Provided records:
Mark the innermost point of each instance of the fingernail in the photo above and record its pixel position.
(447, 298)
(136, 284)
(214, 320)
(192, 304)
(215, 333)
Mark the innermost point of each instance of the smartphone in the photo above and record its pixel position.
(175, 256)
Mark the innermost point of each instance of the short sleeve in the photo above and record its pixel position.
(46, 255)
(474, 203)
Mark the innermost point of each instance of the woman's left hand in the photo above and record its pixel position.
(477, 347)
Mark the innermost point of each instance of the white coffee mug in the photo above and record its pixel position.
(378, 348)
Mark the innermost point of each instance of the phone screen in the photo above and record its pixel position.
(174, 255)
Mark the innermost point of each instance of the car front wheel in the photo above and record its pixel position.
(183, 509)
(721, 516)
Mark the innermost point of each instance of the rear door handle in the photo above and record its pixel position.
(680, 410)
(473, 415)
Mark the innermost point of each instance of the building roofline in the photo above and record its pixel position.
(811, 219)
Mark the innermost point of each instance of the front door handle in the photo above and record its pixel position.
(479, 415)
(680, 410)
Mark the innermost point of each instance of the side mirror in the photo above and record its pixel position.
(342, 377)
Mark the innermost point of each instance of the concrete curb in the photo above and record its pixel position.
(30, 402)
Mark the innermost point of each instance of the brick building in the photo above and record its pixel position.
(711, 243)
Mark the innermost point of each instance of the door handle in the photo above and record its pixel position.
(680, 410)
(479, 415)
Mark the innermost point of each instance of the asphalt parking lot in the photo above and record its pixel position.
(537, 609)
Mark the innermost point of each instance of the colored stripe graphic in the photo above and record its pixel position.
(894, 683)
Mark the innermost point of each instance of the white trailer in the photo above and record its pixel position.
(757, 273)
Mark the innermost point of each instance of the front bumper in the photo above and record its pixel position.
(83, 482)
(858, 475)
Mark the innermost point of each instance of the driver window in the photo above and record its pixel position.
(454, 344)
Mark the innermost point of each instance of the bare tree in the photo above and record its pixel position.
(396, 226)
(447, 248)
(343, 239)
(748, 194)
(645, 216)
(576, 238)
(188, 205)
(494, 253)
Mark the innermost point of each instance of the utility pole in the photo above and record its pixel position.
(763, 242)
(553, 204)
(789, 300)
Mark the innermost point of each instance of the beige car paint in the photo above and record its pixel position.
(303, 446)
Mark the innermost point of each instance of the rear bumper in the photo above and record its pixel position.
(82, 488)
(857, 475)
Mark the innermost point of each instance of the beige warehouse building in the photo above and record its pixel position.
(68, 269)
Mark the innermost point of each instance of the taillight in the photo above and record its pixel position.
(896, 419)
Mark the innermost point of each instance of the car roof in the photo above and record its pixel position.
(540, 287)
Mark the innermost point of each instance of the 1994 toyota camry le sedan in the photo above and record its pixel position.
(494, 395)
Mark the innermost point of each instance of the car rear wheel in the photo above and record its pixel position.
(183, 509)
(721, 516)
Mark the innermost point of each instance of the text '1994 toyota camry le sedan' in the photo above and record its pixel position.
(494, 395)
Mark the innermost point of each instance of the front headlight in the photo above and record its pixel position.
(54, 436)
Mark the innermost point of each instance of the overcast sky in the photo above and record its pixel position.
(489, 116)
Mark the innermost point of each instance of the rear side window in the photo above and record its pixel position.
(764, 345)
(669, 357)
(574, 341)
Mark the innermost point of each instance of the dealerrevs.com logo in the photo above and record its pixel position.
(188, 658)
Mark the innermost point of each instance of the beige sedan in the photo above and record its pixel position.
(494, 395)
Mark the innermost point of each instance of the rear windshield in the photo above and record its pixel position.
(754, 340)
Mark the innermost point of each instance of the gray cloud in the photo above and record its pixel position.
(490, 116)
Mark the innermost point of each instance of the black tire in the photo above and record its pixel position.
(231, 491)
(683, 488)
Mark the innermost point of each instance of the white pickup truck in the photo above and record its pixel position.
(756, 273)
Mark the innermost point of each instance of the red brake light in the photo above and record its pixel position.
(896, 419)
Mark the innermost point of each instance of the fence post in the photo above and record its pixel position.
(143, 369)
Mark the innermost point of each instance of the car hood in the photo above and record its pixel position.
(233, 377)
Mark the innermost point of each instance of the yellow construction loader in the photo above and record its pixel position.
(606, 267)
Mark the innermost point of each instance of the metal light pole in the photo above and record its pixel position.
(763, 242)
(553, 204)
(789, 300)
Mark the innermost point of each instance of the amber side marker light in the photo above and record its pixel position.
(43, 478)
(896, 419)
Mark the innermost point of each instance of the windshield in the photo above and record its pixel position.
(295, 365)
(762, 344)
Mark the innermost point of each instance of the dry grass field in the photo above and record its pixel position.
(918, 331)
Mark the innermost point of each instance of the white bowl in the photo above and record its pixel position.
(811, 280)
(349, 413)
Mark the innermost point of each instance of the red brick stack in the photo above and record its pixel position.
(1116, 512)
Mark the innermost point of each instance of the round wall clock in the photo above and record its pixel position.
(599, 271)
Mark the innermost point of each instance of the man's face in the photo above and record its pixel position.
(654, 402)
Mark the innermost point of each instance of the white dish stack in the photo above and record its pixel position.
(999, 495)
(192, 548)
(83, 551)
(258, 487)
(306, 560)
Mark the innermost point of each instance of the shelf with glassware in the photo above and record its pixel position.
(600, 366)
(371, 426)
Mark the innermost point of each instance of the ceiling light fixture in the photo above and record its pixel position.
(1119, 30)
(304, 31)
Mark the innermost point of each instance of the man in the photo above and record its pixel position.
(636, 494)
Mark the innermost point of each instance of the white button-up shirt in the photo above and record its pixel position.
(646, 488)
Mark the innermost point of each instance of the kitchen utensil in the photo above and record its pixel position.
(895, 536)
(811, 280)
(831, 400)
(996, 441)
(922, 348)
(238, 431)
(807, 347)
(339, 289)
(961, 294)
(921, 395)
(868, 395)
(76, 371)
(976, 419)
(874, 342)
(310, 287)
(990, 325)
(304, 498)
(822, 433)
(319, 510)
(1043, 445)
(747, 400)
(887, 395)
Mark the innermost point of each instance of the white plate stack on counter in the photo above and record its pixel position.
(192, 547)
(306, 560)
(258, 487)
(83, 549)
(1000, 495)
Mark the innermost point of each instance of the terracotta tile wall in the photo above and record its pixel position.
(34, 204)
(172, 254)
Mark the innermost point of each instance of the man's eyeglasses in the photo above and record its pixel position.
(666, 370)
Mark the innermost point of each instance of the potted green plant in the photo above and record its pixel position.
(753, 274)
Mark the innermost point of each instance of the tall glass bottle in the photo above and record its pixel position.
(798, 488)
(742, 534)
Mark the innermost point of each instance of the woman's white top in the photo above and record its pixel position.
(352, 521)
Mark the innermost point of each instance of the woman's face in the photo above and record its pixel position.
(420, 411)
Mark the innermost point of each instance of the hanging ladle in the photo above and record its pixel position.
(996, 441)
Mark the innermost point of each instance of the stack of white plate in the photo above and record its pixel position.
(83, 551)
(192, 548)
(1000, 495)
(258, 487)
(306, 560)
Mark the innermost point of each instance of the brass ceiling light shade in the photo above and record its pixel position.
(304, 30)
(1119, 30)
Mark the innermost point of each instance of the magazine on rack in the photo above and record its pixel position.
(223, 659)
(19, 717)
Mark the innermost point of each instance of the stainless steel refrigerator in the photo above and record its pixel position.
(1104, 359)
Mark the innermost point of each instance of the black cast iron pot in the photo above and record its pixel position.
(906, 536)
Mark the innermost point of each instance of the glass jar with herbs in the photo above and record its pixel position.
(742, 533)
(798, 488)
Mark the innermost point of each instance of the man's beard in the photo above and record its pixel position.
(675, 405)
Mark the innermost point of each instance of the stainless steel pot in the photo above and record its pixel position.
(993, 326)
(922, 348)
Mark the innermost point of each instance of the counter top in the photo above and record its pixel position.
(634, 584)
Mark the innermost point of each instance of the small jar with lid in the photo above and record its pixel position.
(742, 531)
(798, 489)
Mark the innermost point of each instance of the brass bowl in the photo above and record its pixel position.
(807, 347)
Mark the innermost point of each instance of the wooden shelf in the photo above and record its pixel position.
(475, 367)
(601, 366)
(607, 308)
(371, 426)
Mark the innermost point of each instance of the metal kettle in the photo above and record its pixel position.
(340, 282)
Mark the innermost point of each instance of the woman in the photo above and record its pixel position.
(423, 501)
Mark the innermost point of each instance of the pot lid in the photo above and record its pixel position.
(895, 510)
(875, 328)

What to work on: Put the lines of the data above, starting at the line containing "Mark the innermost point of each instance of the pot lid" and ending at the last line of the data, into a Markdown table with the columns Row and Line. Give each line its own numbered row and leave out any blank lines.

Result:
| Row | Line |
|---|---|
| 1 | Mark the innermost point of each instance of the pot lid in the photo above and record its pixel position. |
| 2 | (895, 510) |
| 3 | (875, 328) |